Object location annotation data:
[Begin]
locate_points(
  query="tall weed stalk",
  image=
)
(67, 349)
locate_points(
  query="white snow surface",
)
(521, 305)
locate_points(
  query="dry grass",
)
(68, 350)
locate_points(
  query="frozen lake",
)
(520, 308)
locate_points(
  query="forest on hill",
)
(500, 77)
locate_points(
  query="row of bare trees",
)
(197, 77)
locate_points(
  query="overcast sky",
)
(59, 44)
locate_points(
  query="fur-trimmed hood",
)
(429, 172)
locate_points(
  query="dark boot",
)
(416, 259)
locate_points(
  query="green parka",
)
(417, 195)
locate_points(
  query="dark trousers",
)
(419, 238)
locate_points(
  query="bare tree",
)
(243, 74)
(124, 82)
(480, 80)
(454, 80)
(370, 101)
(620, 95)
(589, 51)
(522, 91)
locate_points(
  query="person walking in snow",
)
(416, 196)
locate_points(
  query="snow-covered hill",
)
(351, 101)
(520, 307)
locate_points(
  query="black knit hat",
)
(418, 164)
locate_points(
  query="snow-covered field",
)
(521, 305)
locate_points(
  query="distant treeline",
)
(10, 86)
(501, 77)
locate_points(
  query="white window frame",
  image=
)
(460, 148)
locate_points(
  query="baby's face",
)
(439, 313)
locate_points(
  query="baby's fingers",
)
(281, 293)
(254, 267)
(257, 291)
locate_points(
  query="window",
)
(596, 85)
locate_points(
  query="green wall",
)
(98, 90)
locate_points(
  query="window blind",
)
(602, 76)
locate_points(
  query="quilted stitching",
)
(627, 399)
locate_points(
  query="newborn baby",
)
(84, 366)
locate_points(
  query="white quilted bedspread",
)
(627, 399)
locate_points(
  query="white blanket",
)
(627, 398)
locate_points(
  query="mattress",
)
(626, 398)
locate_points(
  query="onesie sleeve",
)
[End]
> **Exercise requirements**: Copy every line of the records word for word.

> **Complete response**:
locate_points(
  query="tall weed stalk",
  image=
)
(67, 349)
locate_points(
  query="white snow surface",
)
(521, 305)
locate_points(
  query="dry grass",
)
(68, 350)
locate_points(
  query="frozen lake",
)
(520, 308)
locate_points(
  query="forest on hill",
)
(500, 77)
locate_points(
  query="row of bare trees",
)
(197, 77)
locate_points(
  query="overcast sky",
)
(59, 44)
locate_points(
  query="fur-trimmed hood",
)
(429, 172)
locate_points(
  query="dark boot",
)
(416, 259)
locate_points(
  query="green parka",
)
(417, 195)
locate_points(
  query="dark trousers",
)
(419, 238)
locate_points(
  query="bare tree",
)
(243, 74)
(124, 82)
(480, 80)
(454, 80)
(370, 101)
(620, 95)
(589, 51)
(522, 91)
locate_points(
  query="person walking in snow",
)
(416, 196)
locate_points(
  query="snow-covered hill",
)
(351, 101)
(520, 307)
locate_points(
  query="black knit hat",
)
(418, 164)
locate_points(
  query="snow-covered field",
)
(521, 305)
locate_points(
  query="distant treeline",
)
(10, 86)
(501, 77)
locate_points(
  query="white window frame",
  image=
)
(460, 148)
locate_points(
  query="baby's face",
)
(439, 313)
locate_points(
  query="baby's fingers",
)
(281, 293)
(254, 267)
(257, 291)
locate_points(
  query="window",
)
(596, 85)
locate_points(
  query="green wall",
)
(98, 90)
locate_points(
  query="window blind",
)
(602, 76)
locate_points(
  query="quilted stitching",
)
(627, 399)
locate_points(
  query="newborn baby",
)
(84, 366)
locate_points(
  query="white quilted bedspread",
)
(627, 399)
locate_points(
  query="white blanket",
)
(627, 398)
locate_points(
  query="mattress",
)
(626, 398)
locate_points(
  query="onesie sleeve",
)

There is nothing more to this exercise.